→ The task: Write out each line below exactly as it appears.

(Saved data entries)
========================================

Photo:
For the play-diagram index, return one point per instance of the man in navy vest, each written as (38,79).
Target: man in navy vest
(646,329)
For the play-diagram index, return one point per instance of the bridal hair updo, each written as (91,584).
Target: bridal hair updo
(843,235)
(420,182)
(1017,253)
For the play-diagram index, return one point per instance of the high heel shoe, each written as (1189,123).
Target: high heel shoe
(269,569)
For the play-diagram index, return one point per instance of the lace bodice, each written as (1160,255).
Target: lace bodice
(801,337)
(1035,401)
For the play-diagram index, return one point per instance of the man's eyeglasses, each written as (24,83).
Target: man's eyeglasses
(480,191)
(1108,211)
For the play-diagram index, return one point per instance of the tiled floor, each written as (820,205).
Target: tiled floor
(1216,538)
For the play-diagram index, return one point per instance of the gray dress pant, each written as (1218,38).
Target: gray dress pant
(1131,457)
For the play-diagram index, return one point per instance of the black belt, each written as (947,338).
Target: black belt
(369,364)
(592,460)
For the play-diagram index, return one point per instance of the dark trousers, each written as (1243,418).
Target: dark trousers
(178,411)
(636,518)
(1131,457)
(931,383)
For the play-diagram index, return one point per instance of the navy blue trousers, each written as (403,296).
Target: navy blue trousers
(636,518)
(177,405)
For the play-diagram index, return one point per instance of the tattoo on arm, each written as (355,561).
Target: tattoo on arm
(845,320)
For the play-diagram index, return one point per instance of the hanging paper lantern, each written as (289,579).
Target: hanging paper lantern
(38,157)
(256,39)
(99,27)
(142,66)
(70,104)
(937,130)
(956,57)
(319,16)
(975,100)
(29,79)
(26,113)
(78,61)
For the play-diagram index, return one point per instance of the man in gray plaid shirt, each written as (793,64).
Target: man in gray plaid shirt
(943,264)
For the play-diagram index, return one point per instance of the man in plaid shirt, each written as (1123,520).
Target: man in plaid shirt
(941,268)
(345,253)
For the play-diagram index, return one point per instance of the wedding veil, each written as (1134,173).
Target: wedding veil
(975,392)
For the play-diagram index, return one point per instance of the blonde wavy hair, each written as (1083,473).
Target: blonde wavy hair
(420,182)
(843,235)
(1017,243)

========================================

→ Solution to this problem:
Photo:
For the play-diagram index, return one point per instance of the man in navy vest, each written as (38,79).
Target: man in navy vest
(646,329)
For the play-diagram index, return one point per instance of the bridal hair updo, each written as (91,584).
Target: bridal hair updo
(843,235)
(420,182)
(1017,253)
For the play-diagram index, return one point per instance of the high heel shoe, each written as (1189,123).
Target: high heel shoe
(269,569)
For the play-diagram index, return one point per instance of the lace bodice, each written as (1160,255).
Target: lace bodice
(801,337)
(1035,401)
For the play-diagram index, return one point per instance of the man's eyeglasses, each written as (24,83).
Target: man's eyeglasses
(480,191)
(1108,211)
For the play-diagram index, return one point per instance of the tiled floor, each written as (820,205).
Target: tiled floor
(1216,538)
For the play-diagram index, return one point per instance of the gray dress pant, each written as (1218,38).
Target: gray dress pant
(1131,457)
For the play-diagram index, return one point per instance of the black belt, each written as (947,338).
Target: black belt
(369,364)
(592,460)
For the play-diagram index, return one point per instance of the dark trousers, each written as (1243,418).
Target: dark trousers
(178,411)
(636,518)
(1131,457)
(931,383)
For the play-diagram index, return one point per instance of the navy blue trousers, each written as (403,296).
Target: navy blue trousers
(636,518)
(177,405)
For the play-diagram index, return one point per instance of the tattoo on arm, each written as (355,561).
Target: tattoo on arm
(845,320)
For the play-diagram index, return one point per instance of the hanging paper lantern, each written as (289,579).
Target: hanging paper lantern
(38,157)
(256,39)
(99,27)
(142,66)
(70,104)
(937,130)
(956,57)
(319,16)
(975,100)
(29,79)
(26,113)
(78,61)
For the play-diagram index, return one point per instance of the man in gray plaid shirt, each written as (793,64).
Target: man in gray plaid shirt
(943,264)
For the play-diagram index, return one point per instance of the man in plaid shirt, each written as (1123,520).
Target: man in plaid shirt
(941,268)
(345,253)
For the play-diagram index, return one point per instance of the wedding veil, each written as (1134,173).
Target: wedding veil
(975,392)
For the play-diagram index, return one point per instance of the blonde wavy hair, each written as (1083,473).
Target: blonde wavy hair
(420,182)
(843,235)
(1017,243)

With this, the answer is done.